_TASK DIRECTIONS_.
Retype, without any change, the line that contains "of the back" and every line that follows it to the end of the entries, and nothing else.

━━━━━ DATASET ━━━━━

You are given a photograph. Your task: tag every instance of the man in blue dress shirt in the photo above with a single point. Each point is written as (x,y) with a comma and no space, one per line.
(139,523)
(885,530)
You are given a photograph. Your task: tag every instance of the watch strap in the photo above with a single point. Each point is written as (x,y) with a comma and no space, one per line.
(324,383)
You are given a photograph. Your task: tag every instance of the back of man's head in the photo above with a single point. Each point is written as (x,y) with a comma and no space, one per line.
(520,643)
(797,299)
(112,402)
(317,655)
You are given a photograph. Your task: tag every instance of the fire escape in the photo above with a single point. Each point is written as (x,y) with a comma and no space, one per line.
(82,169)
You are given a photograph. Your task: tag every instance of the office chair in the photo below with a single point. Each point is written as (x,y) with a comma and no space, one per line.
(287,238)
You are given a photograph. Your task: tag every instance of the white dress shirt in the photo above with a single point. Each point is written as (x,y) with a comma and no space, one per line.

━━━━━

_TASK OUTPUT_.
You are given a photograph. Your task: tag every instance of the back of man's head in the photo above with a single point. Each point is written as (x,y) with a comma and no space, one per line.
(520,643)
(797,299)
(112,402)
(317,655)
You are given a photograph. Your task: tag every instance of the fire escape in the photo above with a single point. Each point is written as (x,y) with a comma and no space, one per line.
(82,169)
You are given a photograph. Your task: tag every instance of the office chair in the photo below with a single point. Each point is written as (x,y) with a comma and no space, one per line.
(287,238)
You are given a photograph. Your task: tag every instance of the white dress shirt in the photo above with a single point. Each point is written as (x,y) with a comma and no space, one per line.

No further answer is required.